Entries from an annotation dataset

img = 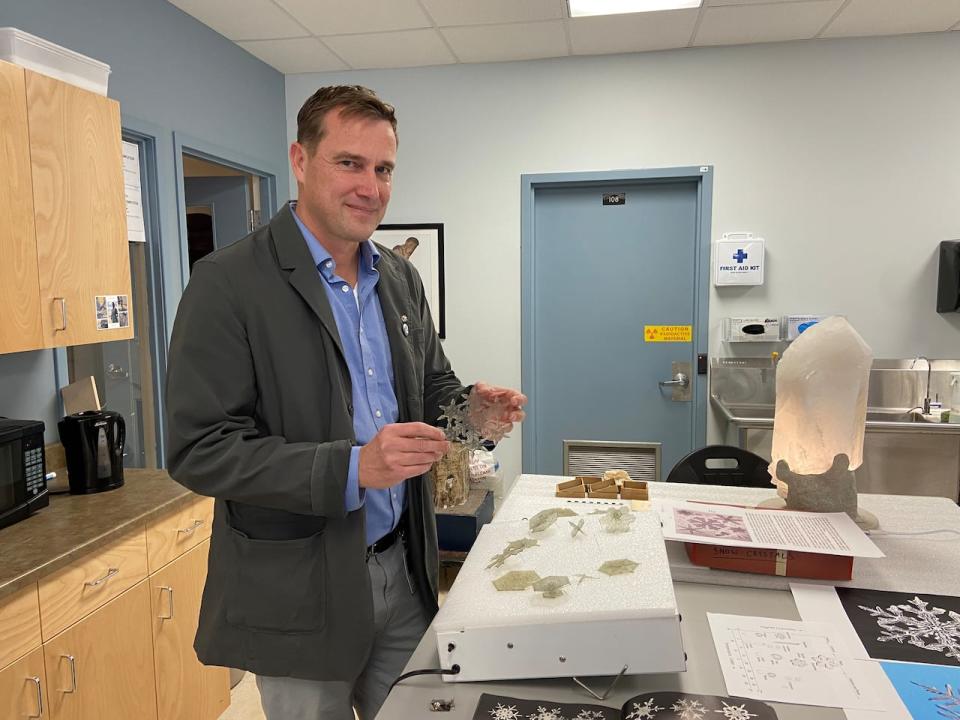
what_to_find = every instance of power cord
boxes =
[387,665,460,693]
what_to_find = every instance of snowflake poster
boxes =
[880,662,960,720]
[473,693,621,720]
[473,692,777,720]
[836,587,960,666]
[621,692,777,720]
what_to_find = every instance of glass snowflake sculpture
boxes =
[859,596,960,660]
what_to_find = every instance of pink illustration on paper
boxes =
[673,508,752,542]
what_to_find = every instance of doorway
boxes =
[66,130,166,468]
[521,167,712,476]
[181,152,269,270]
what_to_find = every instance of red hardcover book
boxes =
[685,543,853,580]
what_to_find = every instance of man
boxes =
[167,86,526,720]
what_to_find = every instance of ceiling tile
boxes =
[170,0,309,40]
[693,0,843,45]
[276,0,432,35]
[821,0,960,37]
[237,38,348,75]
[440,20,568,62]
[569,10,700,55]
[421,0,565,27]
[324,30,456,68]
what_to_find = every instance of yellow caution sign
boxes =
[643,325,693,342]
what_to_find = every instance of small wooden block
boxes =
[60,375,100,415]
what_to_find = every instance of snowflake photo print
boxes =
[473,692,777,720]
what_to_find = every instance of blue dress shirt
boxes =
[291,203,406,545]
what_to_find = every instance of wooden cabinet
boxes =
[0,648,49,720]
[150,540,230,720]
[40,526,147,640]
[43,582,157,720]
[147,497,213,572]
[0,62,44,352]
[0,62,133,352]
[0,585,40,668]
[0,496,230,720]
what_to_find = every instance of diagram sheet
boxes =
[655,500,883,557]
[707,613,895,710]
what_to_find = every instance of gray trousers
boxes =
[257,539,429,720]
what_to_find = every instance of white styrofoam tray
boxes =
[433,506,685,681]
[0,27,110,95]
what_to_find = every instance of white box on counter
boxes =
[433,500,686,682]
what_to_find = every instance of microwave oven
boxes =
[0,419,50,528]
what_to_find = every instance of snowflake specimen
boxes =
[527,705,567,720]
[490,703,520,720]
[858,596,960,660]
[670,698,707,720]
[714,700,756,720]
[627,698,663,720]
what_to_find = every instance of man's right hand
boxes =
[358,422,449,489]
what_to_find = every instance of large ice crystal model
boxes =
[770,317,873,519]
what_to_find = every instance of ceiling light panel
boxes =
[276,0,433,36]
[421,0,564,27]
[567,0,701,17]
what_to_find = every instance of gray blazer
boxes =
[166,206,465,680]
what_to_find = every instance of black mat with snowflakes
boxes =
[837,587,960,665]
[473,692,777,720]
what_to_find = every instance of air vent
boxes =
[563,440,660,482]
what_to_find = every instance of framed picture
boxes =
[371,223,447,338]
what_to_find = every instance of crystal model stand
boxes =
[761,316,878,530]
[759,453,880,530]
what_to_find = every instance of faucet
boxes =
[910,355,931,415]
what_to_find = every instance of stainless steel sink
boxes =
[867,408,933,423]
[713,398,936,429]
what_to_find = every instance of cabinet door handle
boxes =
[84,568,120,587]
[177,520,203,535]
[53,298,67,332]
[27,676,43,718]
[157,585,173,620]
[60,655,77,695]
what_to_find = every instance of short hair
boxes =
[297,85,397,152]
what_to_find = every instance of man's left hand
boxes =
[469,382,527,442]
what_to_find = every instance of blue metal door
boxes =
[523,170,709,479]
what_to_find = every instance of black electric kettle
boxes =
[58,410,127,495]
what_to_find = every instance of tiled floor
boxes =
[220,673,265,720]
[220,566,459,720]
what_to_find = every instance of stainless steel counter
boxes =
[710,358,960,501]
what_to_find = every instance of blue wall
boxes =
[0,0,289,442]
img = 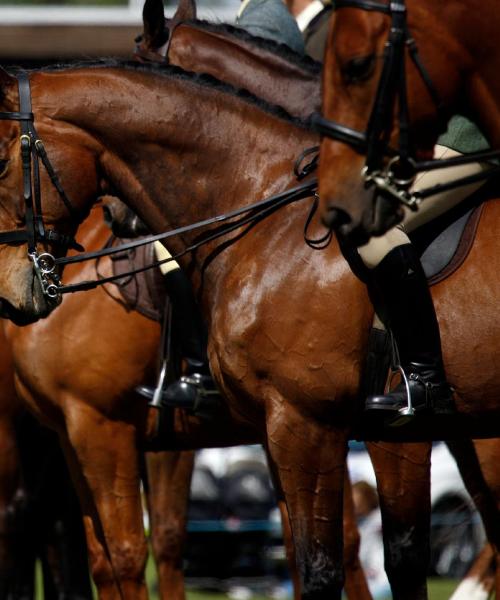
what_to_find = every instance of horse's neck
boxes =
[40,68,317,255]
[169,25,321,117]
[408,0,500,148]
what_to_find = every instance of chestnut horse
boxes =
[5,203,371,600]
[139,0,430,599]
[319,0,500,243]
[0,328,92,600]
[2,52,493,597]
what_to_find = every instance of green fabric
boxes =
[437,115,490,154]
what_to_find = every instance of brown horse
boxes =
[135,7,436,598]
[6,203,376,600]
[2,48,492,597]
[320,0,500,239]
[0,329,92,600]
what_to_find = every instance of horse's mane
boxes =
[185,19,322,75]
[26,58,310,129]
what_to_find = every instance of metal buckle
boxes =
[28,251,61,298]
[388,365,415,427]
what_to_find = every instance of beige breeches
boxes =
[358,145,490,269]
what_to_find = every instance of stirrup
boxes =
[389,365,415,427]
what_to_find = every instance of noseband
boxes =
[0,73,83,297]
[312,0,500,210]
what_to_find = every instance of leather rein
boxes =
[312,0,500,211]
[0,73,320,298]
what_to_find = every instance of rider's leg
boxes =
[358,146,487,411]
[148,242,216,408]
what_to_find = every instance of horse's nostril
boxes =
[323,208,351,229]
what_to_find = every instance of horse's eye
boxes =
[342,54,375,83]
[0,158,9,177]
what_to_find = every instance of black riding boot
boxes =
[365,244,454,416]
[140,269,219,409]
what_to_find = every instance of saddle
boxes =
[410,179,493,285]
[111,237,167,323]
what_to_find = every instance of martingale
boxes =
[311,0,500,211]
[0,73,323,298]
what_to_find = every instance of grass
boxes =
[35,560,457,600]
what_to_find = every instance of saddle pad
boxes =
[112,238,167,322]
[421,204,484,285]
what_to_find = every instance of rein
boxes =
[50,179,316,297]
[311,0,500,211]
[0,73,325,298]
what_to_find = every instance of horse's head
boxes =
[0,70,98,324]
[137,0,196,58]
[320,0,459,245]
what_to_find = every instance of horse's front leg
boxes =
[367,443,431,600]
[344,473,372,600]
[146,451,194,600]
[62,398,148,600]
[266,402,347,600]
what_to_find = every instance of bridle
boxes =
[0,73,83,297]
[312,0,500,210]
[134,15,185,64]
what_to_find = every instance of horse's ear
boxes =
[174,0,196,21]
[142,0,165,48]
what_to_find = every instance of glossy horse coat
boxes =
[320,0,500,243]
[2,42,491,598]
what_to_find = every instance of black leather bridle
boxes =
[312,0,500,210]
[0,73,83,297]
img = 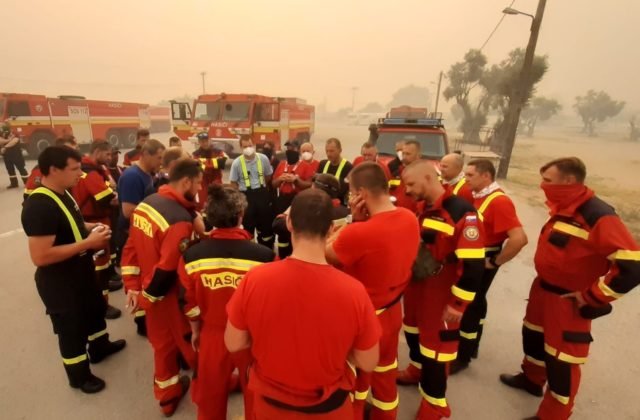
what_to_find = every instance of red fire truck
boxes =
[171,93,315,155]
[0,93,150,157]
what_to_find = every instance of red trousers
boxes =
[353,302,402,420]
[412,265,460,420]
[191,328,253,420]
[251,394,353,420]
[522,279,593,420]
[144,288,196,403]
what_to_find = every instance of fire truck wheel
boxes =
[29,131,53,159]
[107,130,121,147]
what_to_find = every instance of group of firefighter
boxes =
[16,124,640,420]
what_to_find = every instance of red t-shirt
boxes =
[227,258,381,406]
[273,160,316,194]
[473,194,522,246]
[333,208,420,309]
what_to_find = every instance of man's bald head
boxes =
[402,160,444,203]
[440,153,464,181]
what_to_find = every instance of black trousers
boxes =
[242,188,275,249]
[457,269,498,363]
[49,288,109,387]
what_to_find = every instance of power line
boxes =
[480,0,516,51]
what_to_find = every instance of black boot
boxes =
[89,334,127,364]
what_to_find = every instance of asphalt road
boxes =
[0,125,640,420]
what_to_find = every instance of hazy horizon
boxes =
[0,0,640,115]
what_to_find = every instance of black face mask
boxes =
[285,150,300,165]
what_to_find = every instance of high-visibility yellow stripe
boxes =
[453,177,467,195]
[422,219,456,236]
[478,191,504,214]
[136,203,169,232]
[142,290,164,303]
[373,359,398,373]
[185,258,262,274]
[609,249,640,261]
[120,265,140,276]
[371,394,400,411]
[524,355,547,367]
[32,187,82,242]
[155,375,180,389]
[185,306,200,318]
[353,389,369,401]
[456,248,485,259]
[460,330,478,340]
[418,384,447,407]
[451,285,476,302]
[549,390,570,405]
[598,279,624,299]
[402,323,420,334]
[553,222,589,240]
[522,320,544,332]
[89,329,107,341]
[93,188,113,201]
[62,353,87,365]
[420,344,458,362]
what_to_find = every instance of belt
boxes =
[262,389,349,414]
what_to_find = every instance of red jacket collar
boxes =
[158,185,196,210]
[210,228,251,240]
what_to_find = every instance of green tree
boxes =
[573,89,625,137]
[520,96,562,137]
[387,85,431,108]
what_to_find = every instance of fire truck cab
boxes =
[369,107,449,167]
[171,93,315,156]
[0,93,150,157]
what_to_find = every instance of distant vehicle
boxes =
[171,93,315,156]
[0,93,150,157]
[369,109,449,167]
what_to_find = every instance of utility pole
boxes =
[433,71,444,114]
[498,0,547,179]
[200,71,207,95]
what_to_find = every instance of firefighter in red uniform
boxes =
[122,159,202,416]
[72,141,121,319]
[327,162,420,420]
[402,161,485,420]
[271,140,315,259]
[450,159,527,375]
[178,184,275,420]
[122,128,150,168]
[440,153,474,204]
[23,136,78,201]
[193,132,229,209]
[353,142,391,180]
[500,157,640,420]
[389,140,422,213]
[225,189,380,420]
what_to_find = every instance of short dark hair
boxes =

**Request**
Can you rewrite the data from its start through the line containing "[859,596,960,660]", with "snowflake" renamed to "ice crystal" and everything else unchanged? Leave the pictures out of your answer.

**Answer to the task**
img = 
what_to_find = every instance of power cord
boxes =
[387,665,460,693]
what_to_find = every instance of ice crystal poster
boxes =
[880,662,960,720]
[473,693,621,720]
[473,692,777,720]
[836,587,960,666]
[621,692,777,720]
what_to_find = every instance of glass ice crystal sculpture
boxes =
[859,596,960,660]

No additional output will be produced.